QUOTED PASSAGE
Updated: Jan 1
MIKETZ (GEN 41:1- 44:17)
Continuing this week with the Joseph story, this parshah begins with the Pharoah’s dreams and takes us right up until the moment when Joseph accuses Benjamin (cliffhanger!). I think because this musical was so much a part of my childhood- Donny Osmond as Joseph will never not seem perfect- I literally could hear the Andrew Lloyd Webber songs as I was reading the Torah.
As a trans person, or a queer person, a bi person, a gay person, dreaming is part of who we are- or at least who I am. We/I fantasize constantly. We live in a world in our heads that, often, isn’t reality. So the idea of Joseph the dreamer, who becomes Joseph, the DOER, is really powerful. But I think the thing about this story that I like the best, and why it is probably my favorite part of the Torah ( I am always sad when Genesis ends!) – is because the characters in this story specifically feel the most human. Joseph, by any standard, is fine, after his family sells him off, kicks him out. Like so many queer kids, that feeling of not being a part of the family, whether is something as terrible as being kicked out of the family, or just (JUST?) having them not speak to you, is terrible. The people (literally, in the case of Joseph- his brothers) should be the first people in line in the world to understand you. Of all the people in the world to accept you, it should be your family. But that is so often not the case. It is so often in fact the opposite. For our families, and for people closest to us, for those with their own strong ideas of who we are, anything that goes against those expectations and understandings can be met with walls. Or…. Ditches. I think it is such a stereotype for a family to reject a queer person (although it happens less now with the younger generation) that people sort of forget what it means to have family reject you, to not understand you.

CHECK YOUR UNDERSTANDING
• 1. Condense the paragraph of the Miketz commentary that begins "Continuing this week with the Joseph story" into two short sentences that keep its main facts.
• 2. Write one more paragraph of the Miketz commentary, picking up after its final sentence.

SOURCE MATERIAL
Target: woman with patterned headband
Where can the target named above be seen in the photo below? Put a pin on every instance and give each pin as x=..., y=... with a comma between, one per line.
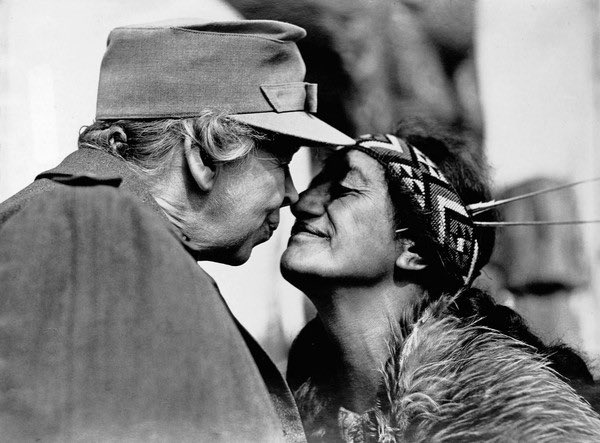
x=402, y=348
---
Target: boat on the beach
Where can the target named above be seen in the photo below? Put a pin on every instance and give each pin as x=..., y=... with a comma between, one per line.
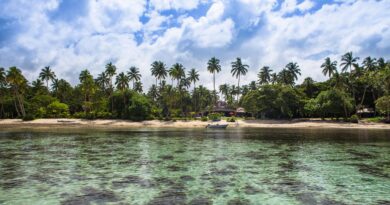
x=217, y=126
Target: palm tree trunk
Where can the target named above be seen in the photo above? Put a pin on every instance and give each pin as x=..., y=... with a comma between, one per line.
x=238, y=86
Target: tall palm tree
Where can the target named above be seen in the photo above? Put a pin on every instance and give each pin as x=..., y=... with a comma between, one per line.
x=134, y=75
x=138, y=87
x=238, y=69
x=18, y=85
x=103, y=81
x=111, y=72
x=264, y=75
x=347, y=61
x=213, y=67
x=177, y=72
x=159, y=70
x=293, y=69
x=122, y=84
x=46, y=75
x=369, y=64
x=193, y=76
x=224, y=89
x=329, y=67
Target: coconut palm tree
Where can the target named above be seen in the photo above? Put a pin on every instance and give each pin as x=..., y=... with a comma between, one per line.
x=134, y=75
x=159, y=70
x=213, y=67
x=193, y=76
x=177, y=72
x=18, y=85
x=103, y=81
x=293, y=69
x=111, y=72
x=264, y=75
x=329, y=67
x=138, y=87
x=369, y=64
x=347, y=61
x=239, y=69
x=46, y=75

RESPONSES TO THE EXERCISE
• 1. This week's parshah continues the Joseph story, running from Pharoah's dreams up to the moment Joseph accuses Benjamin. Because the Andrew Lloyd Webber musical, with Donny Osmond as Joseph, was such a big part of the writer's childhood, its songs played in the writer's head while reading the Torah.

• 2.
For all the talk that we, as queer people do, about “chosen families”, and “self- acceptance”, I feel like personally one of the hardest parts about coming out for me- was that, although I anticipated that my parents would struggle with it, I did NOT expect my siblings to have as hard of a time with it as they did. We need close people in our lives. We need family. We need intimacy. 'We need people we can lean on. And when those people abandon us, it is isolating in a completely unimaginable way. We expect our family, on some level, to always be there. So, at the end of the story, at the end of today’s Parshah, I get it. I get it that Joseph tests them. I get that he has to leave to room three times to cry. He’s been terribly terribly hurt. And yet he still wants a relationship with them. He still wants them to be ok. He still wants it to work out. I think, before I came out as trans, I didn’t really understand this. I would watch things like drag race, or movies, and see a queer character or something that gets hurt by their family and just want them, desperately, to cut the ties. I just KNEW that that was what was best. But when it's you, then you know, sometimes there’s just more to it than that. You only get one family. And you only get this one lifetime. And yeah, it may take years and years and years for it all to come around, and for everyone to sit around at a table and hug again. But it might happen. It might. I’m just not going to completely say no to the possibility.